■ ITEMS ■
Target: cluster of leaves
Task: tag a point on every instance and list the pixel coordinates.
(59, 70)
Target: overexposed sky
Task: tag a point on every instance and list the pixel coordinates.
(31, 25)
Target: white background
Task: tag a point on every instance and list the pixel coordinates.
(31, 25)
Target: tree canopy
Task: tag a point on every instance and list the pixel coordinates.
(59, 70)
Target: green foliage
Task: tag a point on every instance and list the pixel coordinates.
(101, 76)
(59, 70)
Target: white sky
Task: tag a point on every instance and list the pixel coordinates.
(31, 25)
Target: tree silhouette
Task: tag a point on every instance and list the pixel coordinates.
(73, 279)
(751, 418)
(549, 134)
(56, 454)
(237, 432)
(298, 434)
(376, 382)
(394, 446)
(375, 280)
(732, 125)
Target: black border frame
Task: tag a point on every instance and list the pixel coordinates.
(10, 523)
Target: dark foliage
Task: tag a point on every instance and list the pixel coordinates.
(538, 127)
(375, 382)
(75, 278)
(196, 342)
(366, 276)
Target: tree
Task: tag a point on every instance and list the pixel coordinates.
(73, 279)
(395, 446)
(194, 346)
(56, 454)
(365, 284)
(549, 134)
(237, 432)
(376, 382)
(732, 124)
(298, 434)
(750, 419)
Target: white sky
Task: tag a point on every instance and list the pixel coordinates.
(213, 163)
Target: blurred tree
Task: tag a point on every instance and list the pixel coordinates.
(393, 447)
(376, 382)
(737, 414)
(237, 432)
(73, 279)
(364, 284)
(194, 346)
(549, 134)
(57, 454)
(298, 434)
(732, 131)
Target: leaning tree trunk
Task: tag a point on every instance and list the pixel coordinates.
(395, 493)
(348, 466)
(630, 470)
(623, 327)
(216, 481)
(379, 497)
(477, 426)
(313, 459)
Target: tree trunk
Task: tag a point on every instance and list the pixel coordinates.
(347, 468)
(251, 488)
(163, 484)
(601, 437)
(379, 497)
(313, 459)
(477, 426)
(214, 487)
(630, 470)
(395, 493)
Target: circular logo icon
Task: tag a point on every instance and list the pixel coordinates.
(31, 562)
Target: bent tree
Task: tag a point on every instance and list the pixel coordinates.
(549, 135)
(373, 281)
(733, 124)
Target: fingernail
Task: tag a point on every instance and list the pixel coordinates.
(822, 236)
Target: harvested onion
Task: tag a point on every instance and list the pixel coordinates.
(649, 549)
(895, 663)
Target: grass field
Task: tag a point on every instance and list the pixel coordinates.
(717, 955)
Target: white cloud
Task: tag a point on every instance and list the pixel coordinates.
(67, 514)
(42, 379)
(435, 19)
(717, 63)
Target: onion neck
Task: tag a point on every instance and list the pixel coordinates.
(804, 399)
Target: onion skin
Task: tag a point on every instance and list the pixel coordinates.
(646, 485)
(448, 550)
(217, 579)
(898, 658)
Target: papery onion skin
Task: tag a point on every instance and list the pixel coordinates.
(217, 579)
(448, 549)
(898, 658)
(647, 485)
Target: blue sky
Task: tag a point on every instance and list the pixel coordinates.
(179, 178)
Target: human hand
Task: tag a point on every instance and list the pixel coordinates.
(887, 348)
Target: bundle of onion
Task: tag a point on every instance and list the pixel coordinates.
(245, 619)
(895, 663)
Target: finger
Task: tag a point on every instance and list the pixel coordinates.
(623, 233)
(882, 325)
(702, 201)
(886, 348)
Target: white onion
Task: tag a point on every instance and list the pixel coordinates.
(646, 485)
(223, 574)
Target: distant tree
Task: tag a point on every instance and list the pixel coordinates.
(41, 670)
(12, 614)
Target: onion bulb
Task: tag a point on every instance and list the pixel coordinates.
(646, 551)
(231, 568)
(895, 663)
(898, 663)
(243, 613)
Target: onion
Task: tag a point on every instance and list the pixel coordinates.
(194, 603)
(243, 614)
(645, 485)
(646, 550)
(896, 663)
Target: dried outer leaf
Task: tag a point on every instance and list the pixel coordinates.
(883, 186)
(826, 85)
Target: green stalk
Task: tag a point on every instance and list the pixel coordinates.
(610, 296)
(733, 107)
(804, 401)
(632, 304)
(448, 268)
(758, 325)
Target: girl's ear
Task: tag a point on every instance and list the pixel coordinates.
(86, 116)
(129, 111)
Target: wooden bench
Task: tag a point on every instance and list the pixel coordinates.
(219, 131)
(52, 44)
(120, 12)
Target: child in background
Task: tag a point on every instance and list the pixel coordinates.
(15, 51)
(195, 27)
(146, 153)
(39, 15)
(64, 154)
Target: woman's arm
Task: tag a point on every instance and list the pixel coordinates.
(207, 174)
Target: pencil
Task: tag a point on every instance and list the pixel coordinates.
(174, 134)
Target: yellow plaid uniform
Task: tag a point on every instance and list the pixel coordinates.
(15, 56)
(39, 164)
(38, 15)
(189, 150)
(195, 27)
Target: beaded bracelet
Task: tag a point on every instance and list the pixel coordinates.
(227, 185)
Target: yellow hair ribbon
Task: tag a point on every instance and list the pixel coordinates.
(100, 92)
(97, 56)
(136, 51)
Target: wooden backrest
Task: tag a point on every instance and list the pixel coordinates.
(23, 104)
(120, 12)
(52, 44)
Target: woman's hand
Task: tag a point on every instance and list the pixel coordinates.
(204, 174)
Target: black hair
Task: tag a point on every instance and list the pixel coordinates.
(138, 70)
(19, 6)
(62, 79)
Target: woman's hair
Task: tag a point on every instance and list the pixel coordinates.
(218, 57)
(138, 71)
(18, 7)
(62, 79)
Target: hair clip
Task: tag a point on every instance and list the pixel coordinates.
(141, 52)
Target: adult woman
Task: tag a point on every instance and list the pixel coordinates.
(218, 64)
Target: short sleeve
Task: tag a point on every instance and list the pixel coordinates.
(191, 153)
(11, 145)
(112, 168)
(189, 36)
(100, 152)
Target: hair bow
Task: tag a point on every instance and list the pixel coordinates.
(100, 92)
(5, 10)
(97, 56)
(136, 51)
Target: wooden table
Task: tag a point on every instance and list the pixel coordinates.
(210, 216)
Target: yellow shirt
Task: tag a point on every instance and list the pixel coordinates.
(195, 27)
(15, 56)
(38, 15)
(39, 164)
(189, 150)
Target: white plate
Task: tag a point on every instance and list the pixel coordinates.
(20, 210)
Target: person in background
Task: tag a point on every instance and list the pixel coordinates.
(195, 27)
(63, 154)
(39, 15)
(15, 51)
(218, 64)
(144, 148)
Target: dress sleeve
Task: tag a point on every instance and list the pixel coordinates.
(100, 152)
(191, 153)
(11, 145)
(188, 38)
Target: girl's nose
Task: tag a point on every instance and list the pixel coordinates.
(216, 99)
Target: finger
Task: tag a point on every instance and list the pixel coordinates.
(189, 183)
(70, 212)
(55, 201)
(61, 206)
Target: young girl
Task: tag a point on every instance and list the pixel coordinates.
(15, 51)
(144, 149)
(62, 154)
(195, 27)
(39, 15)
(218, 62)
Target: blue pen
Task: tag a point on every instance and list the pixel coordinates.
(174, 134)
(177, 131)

■ WORK TO DO ■
Output all of the material, please, exactly as it stands.

■ ANSWER TO THIS TASK ■
Target: cluster of leaves
Task: tag a point on every instance and list the pixel coordinates.
(59, 70)
Target: overexposed sky
Task: tag a point on every instance and list the pixel coordinates.
(31, 25)
Target: white background
Task: tag a point on every instance and list the pixel coordinates.
(31, 25)
Target: tree canopy
Task: tag a point on every instance and list the pixel coordinates.
(59, 70)
Target: green foliage
Task: tag a point on every instance and list the pixel coordinates.
(101, 76)
(59, 70)
Target: white sky
Task: tag a point on every instance and list the pixel coordinates.
(31, 25)
Target: tree silhouette
Task: tag a point on every instance and list the pixel coordinates.
(73, 279)
(751, 418)
(549, 134)
(56, 454)
(237, 432)
(298, 434)
(376, 382)
(394, 446)
(375, 280)
(732, 125)
Target: black border frame
Task: tag a point on every instance and list the pixel coordinates.
(10, 523)
Target: dark foliage
Task: tag a point on every instance and list the pixel coordinates.
(538, 127)
(375, 382)
(75, 278)
(196, 342)
(366, 276)
Target: tree
Task: tag a point on every instance and list the pixel coordinates.
(73, 279)
(395, 446)
(194, 346)
(56, 454)
(365, 284)
(549, 134)
(237, 432)
(376, 382)
(732, 124)
(298, 434)
(750, 419)
Target: white sky
Task: tag a point on every instance and list the pixel coordinates.
(213, 163)
Target: blurred tree
Task: tag a point on every instance and list the pixel coordinates.
(393, 447)
(376, 382)
(737, 414)
(237, 432)
(73, 279)
(364, 284)
(194, 346)
(549, 134)
(57, 454)
(298, 434)
(732, 131)
Target: leaning tree trunk
Task: tag a point on every instance and list the pixel coordinates.
(395, 493)
(348, 466)
(630, 470)
(623, 327)
(216, 481)
(379, 497)
(477, 426)
(313, 459)
Target: tree trunk
Task: tag a point on every instance and list the pixel coordinates.
(347, 468)
(251, 488)
(163, 484)
(601, 437)
(379, 497)
(313, 459)
(477, 426)
(214, 487)
(630, 470)
(395, 493)
Target: circular logo icon
Task: tag a point on every instance and list the pixel coordinates.
(31, 562)
Target: bent tree
Task: tag a point on every instance and list the pixel coordinates.
(549, 135)
(373, 281)
(733, 124)
Target: fingernail
Task: tag a point on every instance and list the pixel coordinates.
(822, 236)
Target: harvested onion
Task: tag a point on every instance and list the pixel coordinates.
(649, 549)
(895, 663)
Target: grass field
Task: tag a point on every instance and list the pixel coordinates.
(717, 955)
Target: white cloud
Task: tag a point on every instance and list the pixel coordinates.
(67, 514)
(42, 379)
(435, 19)
(717, 63)
Target: onion neck
Task: tag a point on every instance and list the pixel coordinates.
(804, 399)
Target: onion skin
Task: tag a point on every instance and list the pixel coordinates.
(646, 485)
(448, 550)
(217, 579)
(898, 658)
Target: papery onion skin
Task: tag a point on every instance and list the pixel coordinates.
(217, 579)
(448, 549)
(898, 658)
(647, 485)
Target: blue sky
Task: tag a point on every instance and list the pixel coordinates.
(179, 178)
Target: human hand
Task: tag a point on every instance and list the pixel coordinates.
(887, 348)
Target: bundle of onion
Task: tag a point on every instance and list the pixel coordinates.
(245, 619)
(895, 663)
Target: finger
Task: tag a point on every instance and list the pixel coordinates.
(623, 233)
(882, 325)
(702, 201)
(886, 348)
Target: white onion
Task: tag a point on every instance and list the pixel coordinates.
(646, 485)
(223, 574)
Target: distant tree
Task: tag a point on every instance and list the pixel coordinates.
(41, 670)
(12, 614)
Target: onion bulb
Task: tag a point on every instance and list the pixel coordinates.
(646, 551)
(231, 568)
(895, 663)
(898, 663)
(243, 613)
Target: onion
Task: tag a point on every instance and list the pixel coordinates.
(194, 603)
(243, 614)
(645, 485)
(646, 550)
(896, 663)
Target: dried outer leaf
Task: tag a point on every instance and list the pixel coordinates.
(883, 186)
(826, 85)
Target: green stalk
Task: tag a point on every instance and list the pixel coordinates.
(610, 296)
(733, 107)
(804, 401)
(632, 304)
(448, 268)
(758, 325)
Target: girl's ear
Task: tag a point on every instance and list the pixel coordinates.
(86, 116)
(129, 111)
Target: wooden bench
Task: tag a point on every instance and list the pixel coordinates.
(219, 131)
(52, 44)
(120, 12)
Target: child in background
Task: tag a point on every instance and list the pixel coordinates.
(15, 51)
(195, 27)
(146, 153)
(39, 15)
(64, 154)
Target: woman's arm
Task: tag a point on every instance and list the pixel coordinates.
(207, 174)
Target: pencil
Task: tag a point on every instance and list the pixel coordinates.
(174, 134)
Target: yellow plaid uniform
Task: tag a point on every instance and list the pixel coordinates.
(15, 56)
(39, 164)
(38, 15)
(189, 150)
(195, 27)
Target: beaded bracelet
Task: tag a point on every instance and list the pixel coordinates.
(227, 185)
Target: yellow hair ribbon
Task: tag a point on every instance and list the pixel coordinates.
(100, 92)
(97, 56)
(136, 51)
Target: wooden backrest
Task: tag a point on every instance and list the pixel coordinates.
(23, 104)
(120, 12)
(52, 44)
Target: woman's hand
Task: tag a point on every instance and list the pixel coordinates.
(204, 174)
Target: black hair
Task: tag a point on every instance and list the pixel coordinates.
(138, 70)
(19, 6)
(62, 79)
Target: woman's hair
Task: tag a point on every instance and list the pixel coordinates.
(218, 57)
(138, 71)
(18, 7)
(62, 79)
Target: hair clip
Task: tag a point on every instance and list the pixel coordinates.
(141, 52)
Target: adult woman
Task: tag a point on every instance and list the pixel coordinates.
(218, 64)
Target: short sleeve
Task: tag a point on every instance and list the pixel coordinates.
(191, 153)
(11, 145)
(112, 168)
(189, 36)
(100, 152)
Target: hair bow
Task: tag a point on every instance and list the pixel coordinates.
(100, 92)
(5, 10)
(97, 56)
(136, 51)
Target: wooden table
Task: tag a point on every instance and list the pixel coordinates.
(210, 216)
Target: yellow shirt
Task: tag a point on every instance and list the pixel coordinates.
(195, 27)
(15, 56)
(38, 15)
(39, 164)
(189, 150)
Target: white plate
Task: tag a point on every instance and list the pixel coordinates.
(20, 210)
Target: person in background
Task: tag a point on every instance and list the pixel coordinates.
(195, 27)
(63, 154)
(39, 15)
(15, 51)
(218, 64)
(144, 148)
Target: dress sleeve
Task: tag a point on every instance and list the pixel coordinates.
(100, 152)
(191, 153)
(11, 145)
(188, 38)
Target: girl's nose
Task: tag a point on every instance and list the pixel coordinates.
(216, 99)
Target: finger
Task: tag a point on every instance and list the pixel coordinates.
(189, 183)
(70, 212)
(55, 201)
(61, 206)
Target: young girl
Task: tag a point on every instance and list the pixel coordinates.
(15, 51)
(144, 149)
(62, 154)
(195, 27)
(39, 15)
(218, 62)
Target: blue pen
Task: tag a point on every instance and list the pixel coordinates.
(174, 134)
(177, 131)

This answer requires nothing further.